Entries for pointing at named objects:
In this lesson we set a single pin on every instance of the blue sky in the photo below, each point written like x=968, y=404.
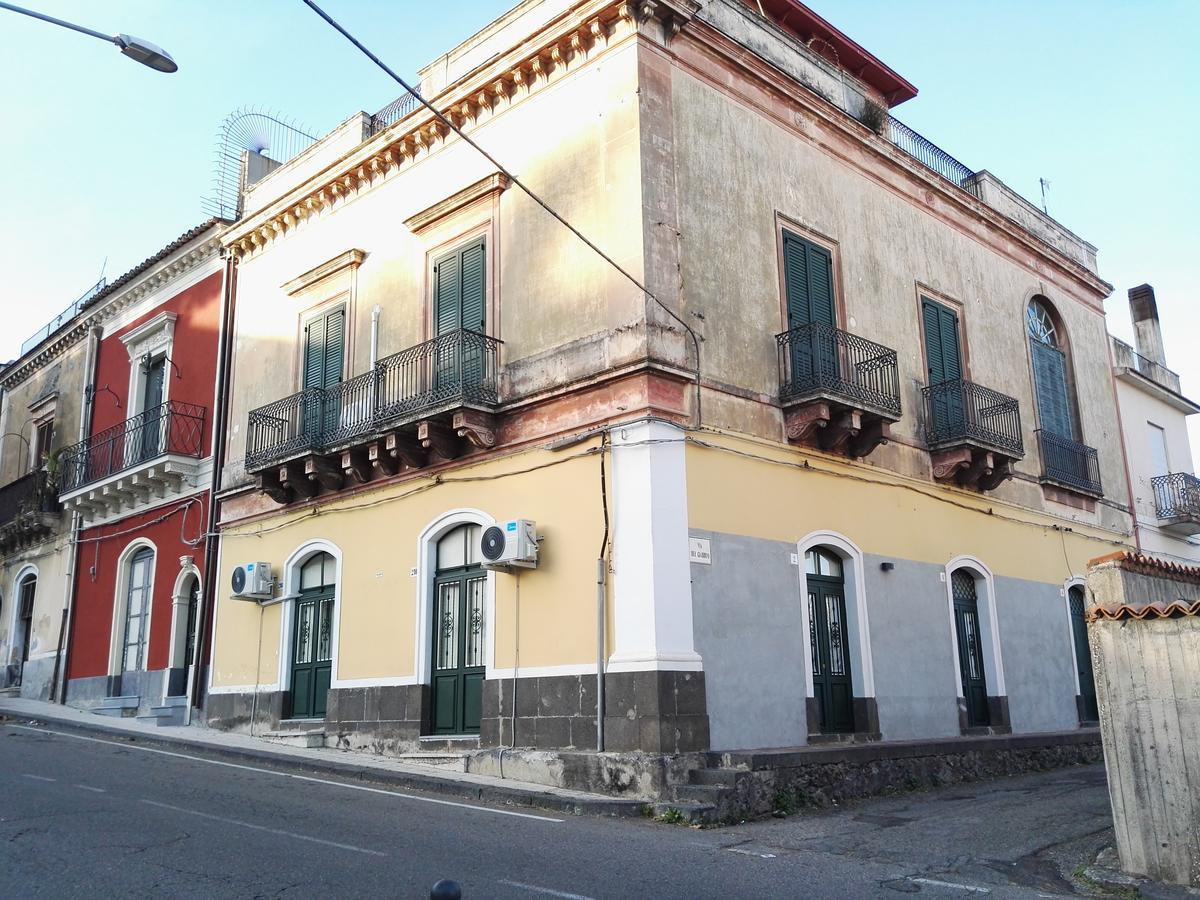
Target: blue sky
x=109, y=160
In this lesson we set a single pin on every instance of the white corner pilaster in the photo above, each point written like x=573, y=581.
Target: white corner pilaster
x=652, y=577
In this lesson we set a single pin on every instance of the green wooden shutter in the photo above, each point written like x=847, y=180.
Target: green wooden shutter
x=472, y=263
x=942, y=352
x=335, y=347
x=821, y=286
x=447, y=294
x=952, y=355
x=808, y=282
x=1050, y=381
x=315, y=353
x=796, y=281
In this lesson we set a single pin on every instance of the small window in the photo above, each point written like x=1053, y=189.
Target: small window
x=822, y=563
x=460, y=547
x=318, y=571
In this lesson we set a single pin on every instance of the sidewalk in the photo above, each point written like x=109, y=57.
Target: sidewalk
x=341, y=763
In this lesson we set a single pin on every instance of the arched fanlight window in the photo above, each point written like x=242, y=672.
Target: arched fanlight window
x=1041, y=324
x=822, y=562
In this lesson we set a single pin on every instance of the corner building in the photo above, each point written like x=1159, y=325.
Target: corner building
x=861, y=521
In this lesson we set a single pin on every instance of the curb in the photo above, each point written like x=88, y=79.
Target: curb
x=493, y=795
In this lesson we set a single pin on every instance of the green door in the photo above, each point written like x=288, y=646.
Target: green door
x=943, y=357
x=324, y=355
x=459, y=651
x=460, y=305
x=808, y=281
x=312, y=639
x=1089, y=712
x=828, y=642
x=970, y=645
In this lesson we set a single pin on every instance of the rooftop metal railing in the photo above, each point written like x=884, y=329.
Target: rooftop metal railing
x=960, y=411
x=817, y=359
x=1069, y=462
x=930, y=155
x=174, y=427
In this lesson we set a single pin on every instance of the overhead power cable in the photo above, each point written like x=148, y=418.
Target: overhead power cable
x=520, y=184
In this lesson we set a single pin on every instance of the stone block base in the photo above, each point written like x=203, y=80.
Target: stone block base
x=647, y=712
x=385, y=720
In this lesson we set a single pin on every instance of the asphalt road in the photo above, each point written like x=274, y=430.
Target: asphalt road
x=89, y=817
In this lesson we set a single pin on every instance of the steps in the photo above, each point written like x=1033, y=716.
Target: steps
x=119, y=707
x=172, y=712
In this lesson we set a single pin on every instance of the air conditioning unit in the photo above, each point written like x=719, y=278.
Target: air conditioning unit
x=510, y=544
x=252, y=581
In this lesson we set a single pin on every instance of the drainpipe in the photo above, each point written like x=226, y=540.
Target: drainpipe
x=66, y=627
x=375, y=334
x=220, y=425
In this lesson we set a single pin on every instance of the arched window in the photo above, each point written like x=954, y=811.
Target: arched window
x=137, y=611
x=312, y=637
x=459, y=633
x=1048, y=348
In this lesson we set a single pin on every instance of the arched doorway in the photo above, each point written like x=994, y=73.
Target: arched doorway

== What you should do ==
Starting with the line containing "like x=954, y=811." and continuing through the end of the items, rewrite every line, requests included, with each answer coordinate scaled by 2.2 and rounded to a whole number, halves rounded up. Leave the numbers in the requests and their format samples unchanged.

== Task response ==
In this lesson we set a single pin on every instance of the arched window in the photo above, each point written like x=954, y=811.
Target: arched window
x=301, y=1344
x=686, y=1401
x=1010, y=1393
x=2306, y=766
In this lesson we set a single pin on every instance of the arched doorway in the photo above, each point written like x=994, y=73.
Target: arched doorway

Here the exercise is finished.